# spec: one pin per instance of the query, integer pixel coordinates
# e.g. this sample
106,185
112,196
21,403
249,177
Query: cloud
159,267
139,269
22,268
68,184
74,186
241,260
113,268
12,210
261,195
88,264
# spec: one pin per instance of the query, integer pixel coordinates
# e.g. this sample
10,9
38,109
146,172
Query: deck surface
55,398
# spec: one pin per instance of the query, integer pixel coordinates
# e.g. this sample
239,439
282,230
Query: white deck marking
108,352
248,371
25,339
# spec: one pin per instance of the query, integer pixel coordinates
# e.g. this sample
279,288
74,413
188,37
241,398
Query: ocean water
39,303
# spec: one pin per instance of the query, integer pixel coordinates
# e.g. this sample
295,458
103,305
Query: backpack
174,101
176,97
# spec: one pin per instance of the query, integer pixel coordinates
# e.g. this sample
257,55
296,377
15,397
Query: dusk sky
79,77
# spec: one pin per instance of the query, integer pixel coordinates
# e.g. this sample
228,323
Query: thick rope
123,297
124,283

------------

*Exercise description*
Output all of the records exactly, with nothing omitted.

*Solution to the exercise*
# spec: one pin per instance of the query, integer pixel coordinates
# e.g. this sample
106,185
112,196
21,403
249,177
Query: cloud
159,267
139,269
22,268
68,184
74,186
241,260
113,268
12,210
261,195
88,264
# spec: one pin per instance of the query, integer pixel coordinates
# e.g. this sample
10,9
38,109
146,172
Query: deck surface
55,398
# spec: one pin per instance of the query, integer pixel coordinates
# e.g. this sample
239,439
282,230
Query: white deck marking
108,352
248,371
25,339
# spec: one pin per instance of the query, integer pixel coordinates
# e.g. this sample
279,288
74,413
188,37
241,398
Query: ocean water
39,303
# spec: one pin per instance of the query, integer pixel coordinates
# e.g. this sample
295,458
103,305
Query: backpack
174,101
176,97
# spec: one pin per instance of the query, integer pixel coordinates
# e.g. this sample
257,55
296,377
15,397
Query: dusk sky
79,77
# spec: one pin per instance of the query, integer pixel coordinates
# e.g. this sample
228,323
Query: thick rope
123,297
124,283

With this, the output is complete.